_Do this_: In the passage on the Fifth Amendment to the Picometrix Notes, what loss on debt extinguishment did the Company record?

_Text block_:
__________________________________________________

The Company performed an assessment of the Fifth Amendment made to the Picometrix Notes and determined that the Fifth Amendment constituted a “substantial modification” in accordance with FASB guidance as the present value of future cash flows under the terms of the Fifth Amendment, combined with the fair value of the consideration given as part of the SPA, was more than 10% different than the present value of cash flows under the prior amendment to the Picometrix Notes.  As a result, the Company recorded a loss on debt extinguishment of $317,725, which is equal to the $156,312 restructuring fee and the fair value of the warrants issued in conjunction with the SPA which was $161,413 at November 30, 2010.  See Note 10 to the Consolidated Financial Statements for additional information on the Warrants.

__________________________________________________

_Provided material_:
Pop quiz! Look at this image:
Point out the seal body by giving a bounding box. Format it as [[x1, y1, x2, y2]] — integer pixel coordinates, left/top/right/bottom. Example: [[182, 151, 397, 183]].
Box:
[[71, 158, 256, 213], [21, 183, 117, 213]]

__________________________________________________

_Result of this task_: $317,725